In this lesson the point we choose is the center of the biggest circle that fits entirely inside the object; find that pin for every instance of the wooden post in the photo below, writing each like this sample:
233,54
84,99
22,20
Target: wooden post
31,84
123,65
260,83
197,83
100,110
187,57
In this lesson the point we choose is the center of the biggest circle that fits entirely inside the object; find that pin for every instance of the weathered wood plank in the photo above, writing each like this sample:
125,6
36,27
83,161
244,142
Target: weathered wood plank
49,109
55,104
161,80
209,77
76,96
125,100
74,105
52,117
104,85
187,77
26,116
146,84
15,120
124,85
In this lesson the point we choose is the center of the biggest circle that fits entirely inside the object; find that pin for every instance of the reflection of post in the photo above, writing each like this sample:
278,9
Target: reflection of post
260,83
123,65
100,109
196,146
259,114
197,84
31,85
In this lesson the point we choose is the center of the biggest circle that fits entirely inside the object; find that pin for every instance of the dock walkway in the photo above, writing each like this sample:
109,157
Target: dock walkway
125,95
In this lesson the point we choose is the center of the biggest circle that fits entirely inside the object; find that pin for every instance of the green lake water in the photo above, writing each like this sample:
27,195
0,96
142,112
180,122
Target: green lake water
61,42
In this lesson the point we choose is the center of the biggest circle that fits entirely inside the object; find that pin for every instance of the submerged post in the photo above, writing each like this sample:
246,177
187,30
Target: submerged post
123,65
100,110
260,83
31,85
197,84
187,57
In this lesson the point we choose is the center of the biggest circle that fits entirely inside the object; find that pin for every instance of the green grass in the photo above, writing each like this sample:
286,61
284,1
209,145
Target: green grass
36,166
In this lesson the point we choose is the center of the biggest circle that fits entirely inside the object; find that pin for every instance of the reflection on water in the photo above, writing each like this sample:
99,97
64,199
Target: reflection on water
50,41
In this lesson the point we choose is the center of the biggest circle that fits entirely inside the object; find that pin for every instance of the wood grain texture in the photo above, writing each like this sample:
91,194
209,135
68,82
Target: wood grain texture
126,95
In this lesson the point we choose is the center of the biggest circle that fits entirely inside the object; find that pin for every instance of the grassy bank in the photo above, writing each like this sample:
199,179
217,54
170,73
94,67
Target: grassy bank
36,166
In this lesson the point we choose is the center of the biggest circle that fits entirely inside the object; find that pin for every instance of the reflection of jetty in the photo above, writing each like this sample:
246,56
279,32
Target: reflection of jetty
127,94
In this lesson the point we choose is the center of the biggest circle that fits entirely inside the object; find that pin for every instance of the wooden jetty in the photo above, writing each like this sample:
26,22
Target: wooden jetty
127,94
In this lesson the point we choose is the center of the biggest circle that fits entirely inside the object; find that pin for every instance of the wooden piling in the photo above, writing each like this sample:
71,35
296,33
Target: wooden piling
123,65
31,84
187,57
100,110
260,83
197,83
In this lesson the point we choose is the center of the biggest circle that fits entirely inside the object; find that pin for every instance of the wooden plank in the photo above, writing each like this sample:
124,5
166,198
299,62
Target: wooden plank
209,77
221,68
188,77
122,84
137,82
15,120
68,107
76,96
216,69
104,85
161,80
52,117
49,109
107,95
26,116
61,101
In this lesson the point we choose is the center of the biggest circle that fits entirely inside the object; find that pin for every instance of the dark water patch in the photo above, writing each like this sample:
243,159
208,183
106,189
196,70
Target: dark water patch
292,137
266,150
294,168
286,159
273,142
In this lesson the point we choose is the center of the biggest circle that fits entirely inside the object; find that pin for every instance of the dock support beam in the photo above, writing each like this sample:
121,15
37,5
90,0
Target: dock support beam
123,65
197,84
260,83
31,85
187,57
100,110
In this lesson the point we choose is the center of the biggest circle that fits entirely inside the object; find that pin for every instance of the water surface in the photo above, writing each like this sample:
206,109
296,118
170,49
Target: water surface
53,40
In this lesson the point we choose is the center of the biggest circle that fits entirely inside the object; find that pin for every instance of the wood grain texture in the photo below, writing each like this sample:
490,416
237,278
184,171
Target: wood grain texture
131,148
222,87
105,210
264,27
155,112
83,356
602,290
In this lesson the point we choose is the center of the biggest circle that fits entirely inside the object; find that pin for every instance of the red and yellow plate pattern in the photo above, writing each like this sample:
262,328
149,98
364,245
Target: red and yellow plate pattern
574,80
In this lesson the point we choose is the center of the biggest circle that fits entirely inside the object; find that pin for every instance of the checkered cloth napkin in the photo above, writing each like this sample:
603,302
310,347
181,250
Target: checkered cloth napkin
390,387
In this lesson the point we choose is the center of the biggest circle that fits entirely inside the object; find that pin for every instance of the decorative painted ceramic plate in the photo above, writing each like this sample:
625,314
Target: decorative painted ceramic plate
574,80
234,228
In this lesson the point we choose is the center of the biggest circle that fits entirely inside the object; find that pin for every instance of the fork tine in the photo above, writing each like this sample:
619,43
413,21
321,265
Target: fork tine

■ Given exercise ■
Copy every line of the records above word for word, with nothing added, dropped, or changed.

■ Full solution ■
In this lesson the point we choose is the center of the biggest circle that fits entirely inside the object; find that pin for every instance of the wooden post in the photo below, writing each like this sample:
233,54
84,99
22,20
Target: wooden post
31,84
123,65
260,83
197,83
100,110
187,57
In this lesson the point we choose is the center of the biggest circle that fits entirely inside the object; find that pin for every instance of the weathered wood plank in the photo above, writing each like this sample:
125,6
36,27
83,161
244,142
Target: weathered wood plank
49,109
55,104
161,80
209,77
76,96
125,100
74,105
52,117
104,85
187,77
26,116
146,84
15,120
124,85
In this lesson the point we choose is the center of the biggest circle that fits entirely inside the object; find that pin for every instance of the reflection of post in the photo above, writing each like this sample:
278,9
Target: reflection of post
260,83
123,65
100,109
196,146
259,114
197,84
31,85
In this lesson the point we choose is the center of the biggest circle that fits entirely inside the object; find that pin for every instance of the dock walkway in the photo above, writing each like this sample:
109,157
Target: dock walkway
125,95
In this lesson the point we choose is the center of the biggest circle that fits entirely inside the object; find that pin for every instance of the green lake water in the photo above, writing each like this sample:
27,195
0,96
142,112
180,122
Target: green lake water
61,42
In this lesson the point we choose is the center of the biggest circle that fits entirely inside the object; find that pin for every instance of the submerged post in the photo above, writing each like this sample:
246,177
187,30
Target: submerged post
123,65
100,110
260,83
31,85
197,84
187,57
In this lesson the point we choose is the center of the biggest circle that fits entirely inside the object; find that pin for every instance of the green grass in the photo above, writing each like this sample:
286,61
284,1
209,145
Target: green grass
36,166
In this lesson the point we choose is the center of the biggest circle that fits entirely inside the object; find that pin for every instance of the reflection on water in the photo above, writing each like this sample:
99,97
64,199
Target: reflection on water
50,41
In this lesson the point we choose is the center of the biggest circle that fits entirely inside the object; find that pin for every instance of the wood grain texture in the photo above, writing each like this sample:
91,194
209,135
68,82
Target: wood grain texture
126,95
In this lesson the point we choose is the center of the biggest circle that fits entirely inside the object; find that pin for every instance of the grassy bank in the photo above, writing each like this sample:
199,179
217,54
170,73
94,67
Target: grassy bank
36,166
In this lesson the point we choose is the center of the biggest circle that fits entirely inside the object; find that pin for every instance of the reflection of jetty in the photo above, writing each like this sample:
246,56
279,32
Target: reflection of jetty
127,94
In this lesson the point we choose is the center of the biggest circle that fits entirely inside the object; find that pin for every instance of the wooden jetty in the photo above, writing each like this sample:
26,22
Target: wooden jetty
127,94
In this lesson the point we choose is the center of the biggest circle that fits entirely inside the object; find that pin for every instance of the wooden piling in the photo above, writing each like this sample:
71,35
296,33
Target: wooden piling
123,65
31,84
187,57
100,110
260,83
197,83
In this lesson the point we choose is the center of the biggest circle that fits entirely inside the object; find that pin for every instance of the wooden plank in the photo above, writing each like this sample:
124,5
166,198
299,62
Target: wooden plank
209,77
221,68
188,77
122,84
137,82
15,120
68,107
76,96
216,69
104,85
161,80
52,117
49,109
107,95
26,116
61,101
In this lesson the point we choose is the center of the biggest circle that fits entirely inside the object; find that pin for every instance of the dark water patch in the photo above, writing each like this sample:
243,159
208,183
106,189
196,70
Target: dark water patch
292,137
266,150
294,168
286,159
273,142
In this lesson the point we choose is the center of the biggest circle that fits entirely inside the object; find that pin for every instance of the dock support beam in the photo above, writing each like this sample:
121,15
37,5
90,0
Target: dock support beam
123,65
197,84
260,83
31,85
187,57
100,110
In this lesson the point we choose is the center of the biggest circle that fits entirely inside the object; find that pin for every instance of the water surface in the photo above, writing each like this sample:
206,109
296,118
170,49
Target: water surface
53,40
In this lesson the point we choose is the center of the biggest circle that fits entirely inside the object; find that pin for every instance of the wood grain texture in the photo below, writing each like this sample:
490,416
237,278
184,171
Target: wood grain texture
131,148
222,87
105,210
264,27
155,112
83,356
602,290
In this lesson the point we choose is the center of the biggest circle that fits entirely inside the object; find that pin for every instance of the red and yellow plate pattern in the photo above, writing each like this sample:
262,328
149,98
364,245
Target: red and yellow plate pattern
574,80
In this lesson the point we choose is the center of the biggest circle that fits entirely inside the object; find that pin for every instance of the checkered cloth napkin in the photo above, writing each like this sample:
603,302
310,347
181,250
Target: checkered cloth napkin
390,387
In this lesson the point we choose is the center of the biggest circle that fits entirely inside the object; find that pin for every instance of the decorative painted ceramic plate in the photo above, writing each like this sample:
625,314
Target: decorative painted ceramic plate
574,80
234,228
In this lesson the point we choose is the center of the biggest circle that fits entirely inside the object; find that pin for every instance of the fork tine in the photo above, writing each like this sample:
619,43
413,21
321,265
Target: fork tine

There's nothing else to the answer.